Excerpt

Democractic Nomination: Twitter, Blog, and Nominee Website Activity

I was watching the chatter, and participating in the conversation, with great fascination. I’ve recorded some data using free social media tools (minutes after Obama left the stage), that look at keywords on twitter, as well as ‘traffic’ to websites of the runners. I rarely place much weight in any single use of these tools, but there is a clear trend towards Obama getting a great deal of activity. Is this telltale to the future? I’m not sure.


twist
Above: Twist provides activity of keywords over last 7 days. I recorded this immediately after Obama spoke. No surprise that Obama frequency would be higher during this event centered on him.


tweet
Above: TweetVolume, date range unknown, making it difficult to place any weight on the value of this graph


spectrum
Above: Tag clouds comparing the three keywords, interesting, but not telling much, other than idea association, of course, context is everything, so the terms could be used in a negative way.


ice
Above: Blog Activity Over last 30 days, this is telling, Obama keywords much higher frequency.


alexa
Above: Alexa Website activity to Candidate sites, Obama has higher traffic


compete
Above: Compete website activity to Candidate sites, again Obama


Related Forrester report from Josh Bernoff: The Social Technographics® Profile of Voters. Love to hear your analysis on this. Also, leave comments below if you know of other websites that are tracking the web strategy of the campaign.

Was this interesting? Share with others by Digging it. Also, see this analysis on viral videos.

32 Replies to “Democractic Nomination: Twitter, Blog, and Nominee Website Activity”

  1. Overall I think it shows Obama’s campaign has a more active web presence.

    But what happens if you adjust the tweet volume stats to include results for “barack, hillary, mc cain”? Wonder if standardized use of “obama” affects the gap..

  2. Well, I think it’s more fair to compare Obama and Clinton as they were basically in the same news cycle(s) and there was attention focused on their campaigns, whereas McCain has been bbqing for the last few months. That said, there is probably also a demographic issue at play between the Democratic and Republican parties.

  3. these graphs and charts and coloring books are meaningless unless all those hip/happening morons actually get their asses out of mom’s basement and vote for someone

  4. Nine out of 10 Republicans supports Sen. John McCain, whereas only about 8 in 10 Demorats supports Sen. B. Hussein Obama, with 25% of Sen. Hillary R. Clinton’s former supporters saying they will vote for McCain this November.

    With Republicans firmly in their candidates corner, there’s going to be less chatter than there would be amongst Demorats, who only recently concluded a protracted, bitter primary season.

    That’s why the Obama disciples are so much more active.

Rows from a data source
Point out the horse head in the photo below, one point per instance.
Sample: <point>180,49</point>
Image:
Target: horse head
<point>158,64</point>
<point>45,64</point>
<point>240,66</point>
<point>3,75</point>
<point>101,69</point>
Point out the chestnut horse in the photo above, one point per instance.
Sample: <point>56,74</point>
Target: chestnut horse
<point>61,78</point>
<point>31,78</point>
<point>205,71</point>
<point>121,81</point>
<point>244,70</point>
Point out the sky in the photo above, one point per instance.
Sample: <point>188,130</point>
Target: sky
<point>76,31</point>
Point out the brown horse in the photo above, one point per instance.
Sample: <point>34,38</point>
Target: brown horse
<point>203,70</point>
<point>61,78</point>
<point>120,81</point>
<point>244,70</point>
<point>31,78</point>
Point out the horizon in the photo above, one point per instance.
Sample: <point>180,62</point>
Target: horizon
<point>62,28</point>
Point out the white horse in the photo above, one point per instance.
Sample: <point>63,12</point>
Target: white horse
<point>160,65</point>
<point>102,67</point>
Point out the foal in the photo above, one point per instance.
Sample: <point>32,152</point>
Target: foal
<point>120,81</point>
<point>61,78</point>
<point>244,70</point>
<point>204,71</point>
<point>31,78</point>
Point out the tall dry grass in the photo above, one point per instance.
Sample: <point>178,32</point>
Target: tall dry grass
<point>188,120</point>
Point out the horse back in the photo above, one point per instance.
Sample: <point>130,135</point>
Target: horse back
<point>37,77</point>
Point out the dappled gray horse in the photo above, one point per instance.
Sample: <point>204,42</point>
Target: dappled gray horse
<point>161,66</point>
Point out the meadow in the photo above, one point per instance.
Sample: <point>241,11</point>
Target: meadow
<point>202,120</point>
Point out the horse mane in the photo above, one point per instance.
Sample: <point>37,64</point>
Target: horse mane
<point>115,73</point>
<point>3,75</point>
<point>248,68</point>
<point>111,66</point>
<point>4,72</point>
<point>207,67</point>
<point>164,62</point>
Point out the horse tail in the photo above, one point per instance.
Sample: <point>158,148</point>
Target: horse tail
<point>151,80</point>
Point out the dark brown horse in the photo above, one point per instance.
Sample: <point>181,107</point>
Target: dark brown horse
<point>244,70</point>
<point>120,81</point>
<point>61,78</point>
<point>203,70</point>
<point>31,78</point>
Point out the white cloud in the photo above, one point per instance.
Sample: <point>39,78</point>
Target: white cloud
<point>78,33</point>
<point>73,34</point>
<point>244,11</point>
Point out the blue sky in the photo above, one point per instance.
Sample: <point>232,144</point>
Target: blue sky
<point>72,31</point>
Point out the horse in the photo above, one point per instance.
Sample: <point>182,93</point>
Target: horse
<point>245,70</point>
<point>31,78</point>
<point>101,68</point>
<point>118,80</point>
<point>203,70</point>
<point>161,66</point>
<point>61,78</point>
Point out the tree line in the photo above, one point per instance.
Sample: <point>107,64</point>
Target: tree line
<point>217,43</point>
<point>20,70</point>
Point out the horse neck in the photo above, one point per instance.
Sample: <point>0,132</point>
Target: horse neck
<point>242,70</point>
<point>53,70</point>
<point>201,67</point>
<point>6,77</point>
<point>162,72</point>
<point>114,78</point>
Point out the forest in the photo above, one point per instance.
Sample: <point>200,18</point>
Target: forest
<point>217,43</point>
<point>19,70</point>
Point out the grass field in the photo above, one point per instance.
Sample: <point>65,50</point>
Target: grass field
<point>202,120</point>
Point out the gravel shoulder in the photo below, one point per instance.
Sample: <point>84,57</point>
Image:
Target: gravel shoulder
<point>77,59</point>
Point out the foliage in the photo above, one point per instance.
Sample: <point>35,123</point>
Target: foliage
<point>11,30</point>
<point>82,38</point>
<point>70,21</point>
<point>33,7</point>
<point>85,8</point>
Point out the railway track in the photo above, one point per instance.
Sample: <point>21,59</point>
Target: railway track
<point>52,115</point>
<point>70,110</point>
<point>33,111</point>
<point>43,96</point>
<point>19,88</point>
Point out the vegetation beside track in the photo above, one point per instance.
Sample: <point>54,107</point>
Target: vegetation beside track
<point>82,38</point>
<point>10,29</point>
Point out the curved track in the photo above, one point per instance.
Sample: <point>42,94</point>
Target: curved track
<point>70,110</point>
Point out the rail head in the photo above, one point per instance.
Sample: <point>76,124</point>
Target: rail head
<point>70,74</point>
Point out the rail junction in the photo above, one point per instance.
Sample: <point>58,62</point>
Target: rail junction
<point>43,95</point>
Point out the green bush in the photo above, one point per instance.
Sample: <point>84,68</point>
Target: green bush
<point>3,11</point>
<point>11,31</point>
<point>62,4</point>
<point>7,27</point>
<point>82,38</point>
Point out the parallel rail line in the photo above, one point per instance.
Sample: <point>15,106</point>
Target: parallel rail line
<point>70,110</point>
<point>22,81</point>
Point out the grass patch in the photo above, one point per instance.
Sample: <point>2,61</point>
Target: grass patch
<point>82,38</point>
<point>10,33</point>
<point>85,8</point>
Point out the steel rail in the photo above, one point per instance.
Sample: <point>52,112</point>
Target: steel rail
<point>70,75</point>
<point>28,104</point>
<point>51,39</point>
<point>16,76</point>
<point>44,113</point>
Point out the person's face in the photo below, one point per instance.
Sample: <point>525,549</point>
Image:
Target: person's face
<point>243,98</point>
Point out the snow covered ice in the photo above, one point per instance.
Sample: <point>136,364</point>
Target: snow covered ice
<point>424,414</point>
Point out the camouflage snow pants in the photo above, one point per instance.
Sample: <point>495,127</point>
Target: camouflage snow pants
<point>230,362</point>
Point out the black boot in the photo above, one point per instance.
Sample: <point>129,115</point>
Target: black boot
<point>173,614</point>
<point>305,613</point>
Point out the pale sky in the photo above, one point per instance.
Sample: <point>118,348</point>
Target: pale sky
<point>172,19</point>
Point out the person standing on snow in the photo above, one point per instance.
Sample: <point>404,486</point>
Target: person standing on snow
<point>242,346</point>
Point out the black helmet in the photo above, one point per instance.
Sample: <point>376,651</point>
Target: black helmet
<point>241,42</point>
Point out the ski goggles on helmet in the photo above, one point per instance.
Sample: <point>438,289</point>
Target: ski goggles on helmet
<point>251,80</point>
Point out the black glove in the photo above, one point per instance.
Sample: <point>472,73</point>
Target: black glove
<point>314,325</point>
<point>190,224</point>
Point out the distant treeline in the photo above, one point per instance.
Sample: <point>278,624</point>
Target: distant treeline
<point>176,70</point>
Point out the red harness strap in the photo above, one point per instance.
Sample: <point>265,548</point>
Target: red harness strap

What to produce
From the post on campaign web activity, write out the passage starting with "But what happens" and going on through "McCain this November.", word for word.

Answer
But what happens if you adjust the tweet volume stats to include results for “barack, hillary, mc cain”? Wonder if standardized use of “obama” affects the gap..

  2. Well, I think it’s more fair to compare Obama and Clinton as they were basically in the same news cycle(s) and there was attention focused on their campaigns, whereas McCain has been bbqing for the last few months. That said, there is probably also a demographic issue at play between the Democratic and Republican parties.

  3. these graphs and charts and coloring books are meaningless unless all those hip/happening morons actually get their asses out of mom’s basement and vote for someone

  4. Nine out of 10 Republicans supports Sen. John McCain, whereas only about 8 in 10 Demorats supports Sen. B. Hussein Obama, with 25% of Sen. Hillary R. Clinton’s former supporters saying they will vote for McCain this November.